[PASSAGE PROVIDED]:
Source: examples/interior/README.md — this page is rendered live from that file.

Department of Interior Natural Resources Analytics Platform¶

Examples > Interior

[!TIP] TL;DR — Natural resources analytics covering USGS seismic monitoring, NPS visitor management (300M+ visitors/year), wildfire risk prediction, and water resource optimization with real-time earthquake alerting.

📋 Table of Contents¶

Overview
Key Features
Data Sources
Architecture Overview
Prerequisites
Azure Resources
Tools Required
API Access
Quick Start
1. Environment Setup
2. Configure API Keys
3. Generate Sample Data
4. Deploy Infrastructure
5. Run dbt Models
Sample Analytics Scenarios
1. Earthquake Probability Assessment
2. National Park Capacity Management
3. Wildfire Risk Prediction
Data Products
Earthquake Probability
Park Capacity
Wildfire Risk
Configuration
dbt Profiles
Environment Variables
Azure Government Notes
Monitoring & Alerts
Troubleshooting
Common Issues
Contributing
License
Acknowledgments

A comprehensive natural resources analytics platform built on Azure Cloud Scale Analytics (CSA), providing insights into seismic activity, water resources, national park management, wildfire risk, and wildlife conservation using official USGS, NPS, BLM, and FWS data sources.

📋 Overview¶

The Department of Interior manages 500 million acres of federal land, monitors 1.5 million stream-flow measurements daily, tracks seismic activity from 8,000+ sensors, welcomes 300 million national park visitors annually, and oversees conservation of 2,700+ threatened and endangered species. This platform ingests, processes, and analyzes data from USGS, NPS, BLM, and FWS to enable earthquake probability assessment, national park capacity management, wildfire risk prediction, and water resource optimization.

[SHORT PROBLEM 1]:
Answer these questions about the Interior natural resources analytics page, one line each, marked (a), (b) and (c).
(a) From which file is the page rendered?
(b) What kind of real-time alerting does the TL;DR note mention?
(c) According to the overview, how many sensors track seismic activity?

[ROWS]:
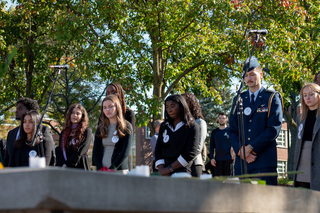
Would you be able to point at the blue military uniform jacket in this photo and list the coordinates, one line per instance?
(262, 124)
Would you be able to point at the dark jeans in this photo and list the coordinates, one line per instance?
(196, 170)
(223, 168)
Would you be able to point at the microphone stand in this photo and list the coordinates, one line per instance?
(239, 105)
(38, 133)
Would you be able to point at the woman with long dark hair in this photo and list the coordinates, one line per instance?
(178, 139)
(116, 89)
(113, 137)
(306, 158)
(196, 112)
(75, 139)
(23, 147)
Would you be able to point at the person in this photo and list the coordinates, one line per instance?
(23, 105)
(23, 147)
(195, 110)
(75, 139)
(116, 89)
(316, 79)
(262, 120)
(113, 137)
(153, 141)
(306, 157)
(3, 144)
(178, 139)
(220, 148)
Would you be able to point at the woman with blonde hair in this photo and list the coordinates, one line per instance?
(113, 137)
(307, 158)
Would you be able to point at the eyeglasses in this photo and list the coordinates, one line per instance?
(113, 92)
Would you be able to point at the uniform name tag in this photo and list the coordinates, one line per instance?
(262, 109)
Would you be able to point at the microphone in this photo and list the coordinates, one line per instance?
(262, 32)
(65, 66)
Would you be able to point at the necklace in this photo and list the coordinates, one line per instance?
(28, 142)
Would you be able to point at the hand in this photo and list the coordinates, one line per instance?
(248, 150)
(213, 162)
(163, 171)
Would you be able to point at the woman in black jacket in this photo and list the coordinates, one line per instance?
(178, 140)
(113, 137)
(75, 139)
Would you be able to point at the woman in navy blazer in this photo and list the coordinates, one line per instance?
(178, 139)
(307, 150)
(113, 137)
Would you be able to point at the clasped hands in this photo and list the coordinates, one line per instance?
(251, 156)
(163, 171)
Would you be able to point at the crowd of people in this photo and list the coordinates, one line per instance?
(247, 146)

[SHORT PROBLEM 2]: Render the stretch of the records from the line containing "Would you be able to point at the woman with long" through the end of the records as a JSON list of strings. Use one string per line and leave out blank lines.

[TASK SOLUTION 1]:
(a) examples/interior/README.md
(b) Real-time earthquake alerting
(c) 8,000+ sensors

[TASK SOLUTION 2]:
[
  "Would you be able to point at the woman with long dark hair in this photo and list the coordinates, one line per instance?",
  "(178, 139)",
  "(116, 89)",
  "(113, 137)",
  "(306, 158)",
  "(196, 112)",
  "(75, 139)",
  "(23, 147)",
  "Would you be able to point at the person in this photo and list the coordinates, one line per instance?",
  "(23, 105)",
  "(23, 147)",
  "(195, 110)",
  "(75, 139)",
  "(116, 89)",
  "(316, 79)",
  "(262, 120)",
  "(113, 137)",
  "(153, 141)",
  "(306, 157)",
  "(3, 144)",
  "(178, 139)",
  "(220, 148)",
  "Would you be able to point at the woman with blonde hair in this photo and list the coordinates, one line per instance?",
  "(113, 137)",
  "(307, 158)",
  "Would you be able to point at the eyeglasses in this photo and list the coordinates, one line per instance?",
  "(113, 92)",
  "Would you be able to point at the uniform name tag in this photo and list the coordinates, one line per instance?",
  "(262, 109)",
  "Would you be able to point at the microphone in this photo and list the coordinates, one line per instance?",
  "(262, 32)",
  "(65, 66)",
  "Would you be able to point at the necklace in this photo and list the coordinates, one line per instance?",
  "(28, 142)",
  "Would you be able to point at the hand in this photo and list the coordinates, one line per instance?",
  "(248, 150)",
  "(213, 162)",
  "(163, 171)",
  "Would you be able to point at the woman in black jacket in this photo and list the coordinates, one line per instance?",
  "(178, 140)",
  "(113, 137)",
  "(75, 139)",
  "Would you be able to point at the woman in navy blazer in this photo and list the coordinates, one line per instance?",
  "(178, 139)",
  "(307, 150)",
  "(113, 137)",
  "Would you be able to point at the clasped hands in this photo and list the coordinates, one line per instance?",
  "(251, 156)",
  "(163, 171)",
  "Would you be able to point at the crowd of people in this photo and list the coordinates, one line per instance?",
  "(247, 146)"
]